-- Begin PROVIDED DATA --

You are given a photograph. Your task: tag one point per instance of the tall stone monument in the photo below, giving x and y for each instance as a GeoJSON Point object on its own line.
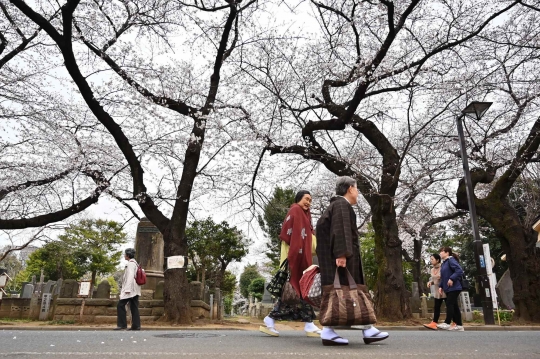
{"type": "Point", "coordinates": [149, 252]}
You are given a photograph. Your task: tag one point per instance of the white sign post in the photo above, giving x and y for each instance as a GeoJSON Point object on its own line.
{"type": "Point", "coordinates": [491, 275]}
{"type": "Point", "coordinates": [176, 262]}
{"type": "Point", "coordinates": [84, 292]}
{"type": "Point", "coordinates": [492, 278]}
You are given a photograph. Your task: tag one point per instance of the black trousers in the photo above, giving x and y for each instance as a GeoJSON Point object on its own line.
{"type": "Point", "coordinates": [452, 309]}
{"type": "Point", "coordinates": [437, 309]}
{"type": "Point", "coordinates": [121, 320]}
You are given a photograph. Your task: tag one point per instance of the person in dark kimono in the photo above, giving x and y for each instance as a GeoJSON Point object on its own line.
{"type": "Point", "coordinates": [338, 246]}
{"type": "Point", "coordinates": [296, 236]}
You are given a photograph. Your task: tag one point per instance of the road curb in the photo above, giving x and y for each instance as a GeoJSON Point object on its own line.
{"type": "Point", "coordinates": [86, 329]}
{"type": "Point", "coordinates": [490, 328]}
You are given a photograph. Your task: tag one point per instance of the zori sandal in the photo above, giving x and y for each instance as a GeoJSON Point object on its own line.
{"type": "Point", "coordinates": [314, 334]}
{"type": "Point", "coordinates": [335, 341]}
{"type": "Point", "coordinates": [270, 331]}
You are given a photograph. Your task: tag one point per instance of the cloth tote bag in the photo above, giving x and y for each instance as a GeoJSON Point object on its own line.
{"type": "Point", "coordinates": [345, 305]}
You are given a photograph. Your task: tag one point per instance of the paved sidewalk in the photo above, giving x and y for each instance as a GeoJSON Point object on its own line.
{"type": "Point", "coordinates": [247, 327]}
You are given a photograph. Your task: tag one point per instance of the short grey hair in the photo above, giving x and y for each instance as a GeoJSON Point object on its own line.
{"type": "Point", "coordinates": [130, 252]}
{"type": "Point", "coordinates": [343, 184]}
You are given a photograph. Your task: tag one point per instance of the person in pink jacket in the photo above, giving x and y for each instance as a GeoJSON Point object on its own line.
{"type": "Point", "coordinates": [129, 293]}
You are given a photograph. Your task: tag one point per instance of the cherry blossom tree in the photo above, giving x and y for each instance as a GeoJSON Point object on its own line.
{"type": "Point", "coordinates": [152, 97]}
{"type": "Point", "coordinates": [360, 93]}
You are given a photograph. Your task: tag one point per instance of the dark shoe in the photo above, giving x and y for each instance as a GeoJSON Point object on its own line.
{"type": "Point", "coordinates": [335, 341]}
{"type": "Point", "coordinates": [376, 338]}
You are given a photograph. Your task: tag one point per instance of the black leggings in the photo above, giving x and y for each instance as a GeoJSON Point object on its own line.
{"type": "Point", "coordinates": [452, 309]}
{"type": "Point", "coordinates": [437, 309]}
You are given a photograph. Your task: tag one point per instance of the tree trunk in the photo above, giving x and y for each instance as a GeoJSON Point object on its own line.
{"type": "Point", "coordinates": [221, 274]}
{"type": "Point", "coordinates": [391, 302]}
{"type": "Point", "coordinates": [203, 281]}
{"type": "Point", "coordinates": [176, 290]}
{"type": "Point", "coordinates": [523, 257]}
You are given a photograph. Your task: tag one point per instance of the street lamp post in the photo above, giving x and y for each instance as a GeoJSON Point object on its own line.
{"type": "Point", "coordinates": [478, 109]}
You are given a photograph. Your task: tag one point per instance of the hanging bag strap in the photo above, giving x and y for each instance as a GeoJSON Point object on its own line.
{"type": "Point", "coordinates": [337, 284]}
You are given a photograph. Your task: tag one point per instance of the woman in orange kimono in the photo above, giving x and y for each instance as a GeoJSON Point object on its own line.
{"type": "Point", "coordinates": [296, 232]}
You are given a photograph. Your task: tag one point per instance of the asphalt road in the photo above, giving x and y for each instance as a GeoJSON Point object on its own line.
{"type": "Point", "coordinates": [251, 344]}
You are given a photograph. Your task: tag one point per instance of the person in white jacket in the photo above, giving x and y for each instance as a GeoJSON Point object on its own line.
{"type": "Point", "coordinates": [130, 293]}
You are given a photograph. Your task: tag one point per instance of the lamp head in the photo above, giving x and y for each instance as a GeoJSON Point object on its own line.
{"type": "Point", "coordinates": [477, 108]}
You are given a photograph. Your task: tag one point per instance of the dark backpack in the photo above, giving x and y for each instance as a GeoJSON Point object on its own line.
{"type": "Point", "coordinates": [464, 283]}
{"type": "Point", "coordinates": [140, 275]}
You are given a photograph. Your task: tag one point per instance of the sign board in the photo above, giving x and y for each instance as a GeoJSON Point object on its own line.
{"type": "Point", "coordinates": [176, 262]}
{"type": "Point", "coordinates": [465, 302]}
{"type": "Point", "coordinates": [491, 276]}
{"type": "Point", "coordinates": [45, 305]}
{"type": "Point", "coordinates": [84, 289]}
{"type": "Point", "coordinates": [3, 280]}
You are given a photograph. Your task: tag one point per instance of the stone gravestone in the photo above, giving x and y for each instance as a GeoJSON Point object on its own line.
{"type": "Point", "coordinates": [103, 290]}
{"type": "Point", "coordinates": [58, 286]}
{"type": "Point", "coordinates": [23, 284]}
{"type": "Point", "coordinates": [48, 287]}
{"type": "Point", "coordinates": [159, 290]}
{"type": "Point", "coordinates": [506, 291]}
{"type": "Point", "coordinates": [69, 289]}
{"type": "Point", "coordinates": [28, 291]}
{"type": "Point", "coordinates": [196, 289]}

-- End PROVIDED DATA --

#### [WHAT THE EXERCISE ASKS]
Swap "photograph" for "image" in every one of the lines above and reproduce them with nothing else altered. Omit the pictures from the output.

#### [RESPONSE TO THIS EXERCISE]
You are given a image. Your task: tag one point per instance of the tall stone monument in the photo below, giving x and y for each instance as a GeoJSON Point object on its own line.
{"type": "Point", "coordinates": [149, 252]}
You are given a image. Your task: tag one point per instance of the white sign post in the photo above, giving x and y for each instance as a GeoJSON Point object on its own line.
{"type": "Point", "coordinates": [491, 275]}
{"type": "Point", "coordinates": [176, 262]}
{"type": "Point", "coordinates": [84, 292]}
{"type": "Point", "coordinates": [492, 278]}
You are given a image. Your task: tag one point per instance of the black trousers in the photo above, giving x and y for each instance as a GeoJSON Point object on its own line.
{"type": "Point", "coordinates": [452, 309]}
{"type": "Point", "coordinates": [437, 309]}
{"type": "Point", "coordinates": [121, 320]}
You are given a image. Your task: tag one point per instance of the person in dark kimono in the photo above, giving x and y for each instance as a GeoJSON Point object on its own line.
{"type": "Point", "coordinates": [338, 246]}
{"type": "Point", "coordinates": [296, 236]}
You are given a image. Your task: tag one point per instance of the road curb in the photo above, giving x and y for each instance as a GeoJSON Point object on its own line.
{"type": "Point", "coordinates": [86, 329]}
{"type": "Point", "coordinates": [490, 328]}
You are given a image. Your task: tag one point per instance of the zori sandal in the photo above, giving x and y for each instance as a GeoJSON Point object on its own line.
{"type": "Point", "coordinates": [314, 334]}
{"type": "Point", "coordinates": [335, 341]}
{"type": "Point", "coordinates": [270, 331]}
You are given a image. Your task: tag one point per instance of the cloth tote bag in the photo above, giving x and y for each instance as a GeoJSON Point object on its own line.
{"type": "Point", "coordinates": [345, 305]}
You are given a image. Your task: tag one point per instance of the paved sidewalk in the photo above, giving x and y for each instance as a GeoJSON Point object on its own line.
{"type": "Point", "coordinates": [247, 327]}
You are given a image. Your task: tag one point per instance of the short grey hair in the photo above, giving x and y for each instance as a GeoJSON Point object on its own line.
{"type": "Point", "coordinates": [130, 252]}
{"type": "Point", "coordinates": [343, 184]}
You are given a image. Your task: tag one point per instance of the person in pink jacket in the photo above, giving x and y for each instance as a GeoJSON Point object on its own line.
{"type": "Point", "coordinates": [129, 293]}
You are given a image. Your task: tag one point per instance of the cherry blossom tree in the photo above, giving x and y for each instance as a GeoJSON Point object on its own line.
{"type": "Point", "coordinates": [152, 97]}
{"type": "Point", "coordinates": [360, 93]}
You are given a image. Your task: tag one point per instance of the dark shoe in the photo above, giving x and y for each instance as a GeoJSON Point object on its own line.
{"type": "Point", "coordinates": [335, 341]}
{"type": "Point", "coordinates": [376, 338]}
You are given a image. Your task: tag one point per instance of the black leggings in the photo above, giving x and y for each instance as a GeoJSON Point object on its own line.
{"type": "Point", "coordinates": [452, 309]}
{"type": "Point", "coordinates": [437, 309]}
You are given a image. Your task: tag one point per instance of the tree trunk in the photo above, giving x and y for each instance as a GeoJSON Point object on its own line.
{"type": "Point", "coordinates": [221, 274]}
{"type": "Point", "coordinates": [391, 302]}
{"type": "Point", "coordinates": [203, 281]}
{"type": "Point", "coordinates": [176, 290]}
{"type": "Point", "coordinates": [523, 257]}
You are given a image. Your task: tag one point per instance of the street lamp post in the photo above, giving x and y for each instance as a GeoJSON Point object on its own line.
{"type": "Point", "coordinates": [478, 109]}
You are given a image. Your task: tag one point per instance of the hanging bag strap in the photo above, giving x and y for each instance as a GeoJSON Point object on its own line.
{"type": "Point", "coordinates": [337, 284]}
You are given a image. Your task: tag one point per instance of the woman in orange kimono in the photo above, giving x and y for each instance as a GeoJSON Point object on its own line.
{"type": "Point", "coordinates": [296, 232]}
You are given a image. Your task: tag one point per instance of the asphalt road in the photo above, giving x and y for each instance as a GeoJSON Point object on its own line.
{"type": "Point", "coordinates": [251, 344]}
You are given a image. Your task: tag one point per instance of the person in white jacket in the photo above, giving x and y for each instance as a GeoJSON Point object on its own line.
{"type": "Point", "coordinates": [130, 293]}
You are given a image. Your task: tag one point per instance of the lamp head in the photo above, giving x and y for each instance as a GeoJSON Point object on its own line.
{"type": "Point", "coordinates": [477, 108]}
You are given a image. Your task: tag one point per instance of the dark backpack in the photo above, giving x and y for each instance as a GeoJSON Point object on its own line.
{"type": "Point", "coordinates": [464, 283]}
{"type": "Point", "coordinates": [140, 275]}
You are given a image. Your task: tag one point per instance of the sign board in the photo above, giving x and y for each instance as a GeoJSON Point object on its own line.
{"type": "Point", "coordinates": [176, 262]}
{"type": "Point", "coordinates": [465, 302]}
{"type": "Point", "coordinates": [491, 276]}
{"type": "Point", "coordinates": [45, 305]}
{"type": "Point", "coordinates": [84, 289]}
{"type": "Point", "coordinates": [3, 280]}
You are given a image. Your task: tag one point per instance of the stone gravestone in the photo above, giving x and y for each instance as a GeoJSON Point object on its own line.
{"type": "Point", "coordinates": [103, 290]}
{"type": "Point", "coordinates": [58, 286]}
{"type": "Point", "coordinates": [23, 284]}
{"type": "Point", "coordinates": [48, 287]}
{"type": "Point", "coordinates": [159, 290]}
{"type": "Point", "coordinates": [506, 291]}
{"type": "Point", "coordinates": [69, 289]}
{"type": "Point", "coordinates": [28, 291]}
{"type": "Point", "coordinates": [196, 289]}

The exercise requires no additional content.